- **Task requirements**:
Work through the listing below and state how many of its lines hold the word "before". Give no other output.

- **Data provided**:
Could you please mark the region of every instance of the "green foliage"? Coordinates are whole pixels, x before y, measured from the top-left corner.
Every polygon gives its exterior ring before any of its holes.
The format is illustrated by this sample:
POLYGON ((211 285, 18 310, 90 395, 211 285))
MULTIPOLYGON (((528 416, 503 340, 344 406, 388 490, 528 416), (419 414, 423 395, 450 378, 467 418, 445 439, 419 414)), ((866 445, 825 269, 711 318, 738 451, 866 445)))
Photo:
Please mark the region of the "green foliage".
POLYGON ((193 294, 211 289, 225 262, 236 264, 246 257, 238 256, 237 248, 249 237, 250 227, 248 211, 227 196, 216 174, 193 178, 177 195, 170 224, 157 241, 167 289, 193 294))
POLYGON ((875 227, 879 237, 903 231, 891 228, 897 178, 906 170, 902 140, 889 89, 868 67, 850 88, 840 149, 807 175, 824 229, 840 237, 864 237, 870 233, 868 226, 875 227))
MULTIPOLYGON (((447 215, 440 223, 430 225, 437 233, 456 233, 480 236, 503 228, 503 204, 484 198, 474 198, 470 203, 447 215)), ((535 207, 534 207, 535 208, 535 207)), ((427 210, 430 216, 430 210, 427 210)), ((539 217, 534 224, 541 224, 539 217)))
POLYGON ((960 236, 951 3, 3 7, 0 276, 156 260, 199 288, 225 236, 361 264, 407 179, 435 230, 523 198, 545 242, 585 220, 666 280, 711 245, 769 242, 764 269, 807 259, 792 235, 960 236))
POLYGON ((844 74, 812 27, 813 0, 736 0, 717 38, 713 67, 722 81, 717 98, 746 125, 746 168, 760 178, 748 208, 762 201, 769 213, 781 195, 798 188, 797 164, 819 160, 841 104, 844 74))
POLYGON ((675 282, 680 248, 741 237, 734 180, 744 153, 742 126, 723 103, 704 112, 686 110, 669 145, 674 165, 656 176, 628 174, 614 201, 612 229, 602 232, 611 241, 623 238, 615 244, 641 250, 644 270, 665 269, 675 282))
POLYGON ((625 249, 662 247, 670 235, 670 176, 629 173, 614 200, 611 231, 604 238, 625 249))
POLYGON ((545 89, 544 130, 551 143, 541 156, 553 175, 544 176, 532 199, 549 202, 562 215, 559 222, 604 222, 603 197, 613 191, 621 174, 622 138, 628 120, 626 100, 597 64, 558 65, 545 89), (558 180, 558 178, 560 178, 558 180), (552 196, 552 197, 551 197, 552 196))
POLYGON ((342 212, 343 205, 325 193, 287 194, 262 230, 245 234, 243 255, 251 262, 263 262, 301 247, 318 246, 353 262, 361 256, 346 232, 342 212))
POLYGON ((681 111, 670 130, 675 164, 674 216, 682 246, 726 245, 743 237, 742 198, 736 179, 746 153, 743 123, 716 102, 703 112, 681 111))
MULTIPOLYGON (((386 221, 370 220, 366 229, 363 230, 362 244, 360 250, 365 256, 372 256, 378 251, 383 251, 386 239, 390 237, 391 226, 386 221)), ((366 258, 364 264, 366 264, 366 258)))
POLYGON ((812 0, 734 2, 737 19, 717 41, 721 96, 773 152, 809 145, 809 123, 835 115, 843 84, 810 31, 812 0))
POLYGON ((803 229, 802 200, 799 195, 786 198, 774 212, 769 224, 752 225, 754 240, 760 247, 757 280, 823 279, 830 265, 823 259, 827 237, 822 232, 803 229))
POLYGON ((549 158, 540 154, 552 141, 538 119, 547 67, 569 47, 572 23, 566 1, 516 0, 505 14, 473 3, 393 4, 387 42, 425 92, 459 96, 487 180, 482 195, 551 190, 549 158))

- **Answer to this task**:
2